> **INSTRUCTIONS TO FOLLOW**
Report all lines in the records that hold the string "tunnel".

[[ PROVIDED INFORMATION, beginning ]]

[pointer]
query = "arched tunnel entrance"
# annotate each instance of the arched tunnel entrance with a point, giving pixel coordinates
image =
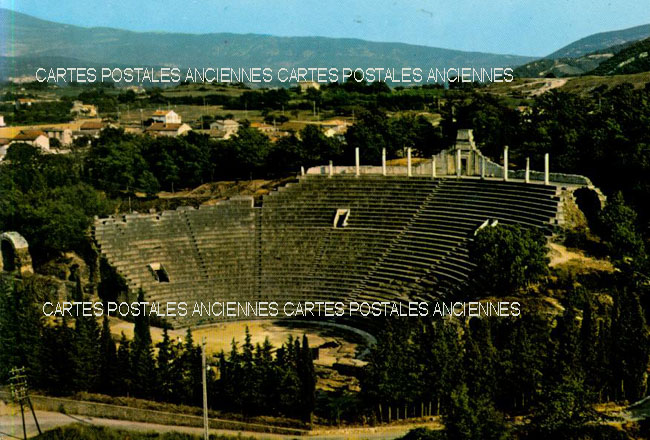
(589, 203)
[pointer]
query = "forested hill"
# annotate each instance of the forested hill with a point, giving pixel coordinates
(25, 36)
(600, 41)
(633, 59)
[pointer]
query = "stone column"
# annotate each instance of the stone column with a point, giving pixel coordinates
(482, 167)
(527, 176)
(357, 162)
(408, 162)
(546, 170)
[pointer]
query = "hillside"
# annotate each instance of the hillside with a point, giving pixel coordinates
(561, 67)
(25, 36)
(633, 59)
(600, 41)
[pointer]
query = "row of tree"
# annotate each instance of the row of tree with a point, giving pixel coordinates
(75, 354)
(552, 369)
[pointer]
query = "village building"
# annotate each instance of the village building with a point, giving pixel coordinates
(85, 110)
(35, 138)
(166, 117)
(63, 135)
(264, 128)
(224, 128)
(24, 102)
(90, 128)
(305, 85)
(335, 128)
(161, 129)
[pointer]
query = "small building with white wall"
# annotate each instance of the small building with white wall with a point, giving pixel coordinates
(166, 117)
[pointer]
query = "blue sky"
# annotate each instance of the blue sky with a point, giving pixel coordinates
(524, 27)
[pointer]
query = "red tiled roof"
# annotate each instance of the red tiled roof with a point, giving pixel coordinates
(28, 135)
(90, 125)
(159, 126)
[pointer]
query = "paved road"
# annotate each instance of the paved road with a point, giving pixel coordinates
(11, 428)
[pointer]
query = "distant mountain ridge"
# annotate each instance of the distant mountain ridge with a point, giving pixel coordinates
(586, 55)
(600, 41)
(25, 36)
(634, 58)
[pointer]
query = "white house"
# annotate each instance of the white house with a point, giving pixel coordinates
(160, 129)
(224, 128)
(63, 135)
(35, 138)
(305, 85)
(166, 117)
(81, 109)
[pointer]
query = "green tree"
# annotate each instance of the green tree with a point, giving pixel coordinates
(108, 360)
(507, 258)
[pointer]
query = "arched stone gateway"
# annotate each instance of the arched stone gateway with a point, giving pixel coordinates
(15, 255)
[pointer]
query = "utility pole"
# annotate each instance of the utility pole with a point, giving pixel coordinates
(206, 433)
(18, 386)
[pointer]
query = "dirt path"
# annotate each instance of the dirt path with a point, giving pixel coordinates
(11, 427)
(549, 84)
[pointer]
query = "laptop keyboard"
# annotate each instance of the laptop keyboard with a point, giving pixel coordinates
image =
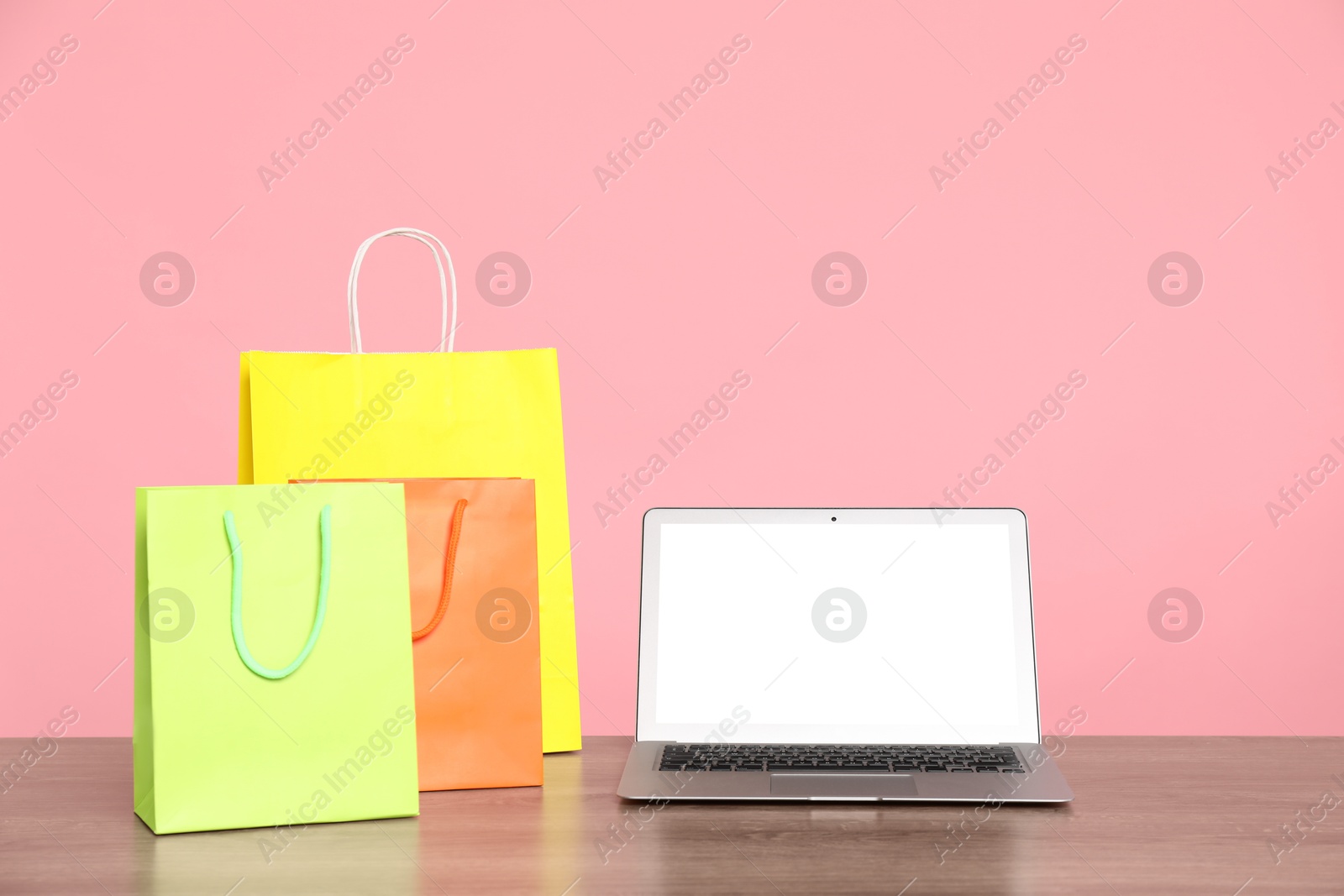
(837, 758)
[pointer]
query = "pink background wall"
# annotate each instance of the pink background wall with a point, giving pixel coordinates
(696, 262)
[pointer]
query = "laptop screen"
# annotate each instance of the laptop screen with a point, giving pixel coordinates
(880, 626)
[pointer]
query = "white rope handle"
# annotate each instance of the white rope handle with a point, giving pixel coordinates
(445, 335)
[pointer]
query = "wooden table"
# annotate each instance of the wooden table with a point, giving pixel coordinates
(1152, 815)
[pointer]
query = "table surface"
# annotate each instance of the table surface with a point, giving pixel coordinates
(1152, 815)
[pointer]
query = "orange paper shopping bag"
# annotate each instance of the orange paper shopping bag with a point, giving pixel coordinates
(472, 551)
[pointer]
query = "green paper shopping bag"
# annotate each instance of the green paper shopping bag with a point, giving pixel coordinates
(273, 669)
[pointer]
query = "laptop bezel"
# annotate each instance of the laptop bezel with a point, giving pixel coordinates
(647, 730)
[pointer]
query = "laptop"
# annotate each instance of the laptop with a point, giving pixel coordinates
(837, 654)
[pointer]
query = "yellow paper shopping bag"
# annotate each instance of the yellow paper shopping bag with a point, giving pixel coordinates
(429, 414)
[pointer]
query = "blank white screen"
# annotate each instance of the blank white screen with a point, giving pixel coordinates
(737, 627)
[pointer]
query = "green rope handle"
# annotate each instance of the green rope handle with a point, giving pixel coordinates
(239, 641)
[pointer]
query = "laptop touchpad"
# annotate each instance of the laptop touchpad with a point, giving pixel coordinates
(842, 785)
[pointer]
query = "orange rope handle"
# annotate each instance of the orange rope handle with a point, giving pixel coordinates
(454, 533)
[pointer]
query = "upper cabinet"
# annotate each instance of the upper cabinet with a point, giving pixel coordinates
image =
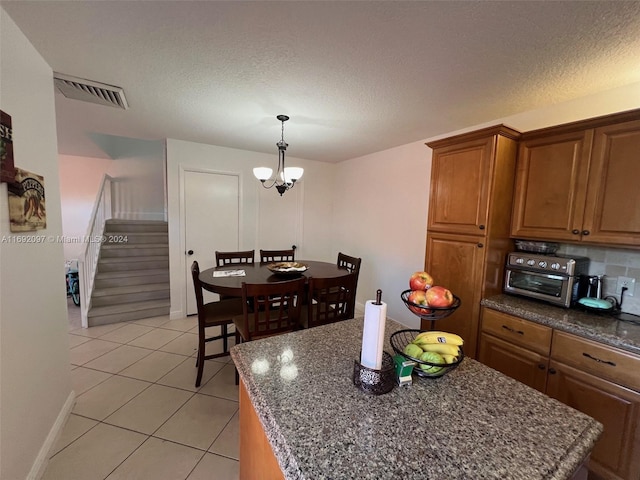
(579, 182)
(469, 218)
(466, 176)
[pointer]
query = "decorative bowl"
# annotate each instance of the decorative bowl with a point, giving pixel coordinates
(287, 268)
(400, 339)
(429, 313)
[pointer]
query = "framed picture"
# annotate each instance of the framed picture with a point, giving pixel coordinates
(7, 170)
(27, 210)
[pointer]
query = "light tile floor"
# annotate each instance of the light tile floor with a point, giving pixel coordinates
(138, 414)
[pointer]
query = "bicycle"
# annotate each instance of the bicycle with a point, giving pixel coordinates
(73, 282)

[[ PROVIDED INFORMATION, end ]]

> **EXERCISE SOLUTION**
query = "arched tunnel entrance"
# annotate each instance of the arched tunnel entrance with a point, giving pixel coordinates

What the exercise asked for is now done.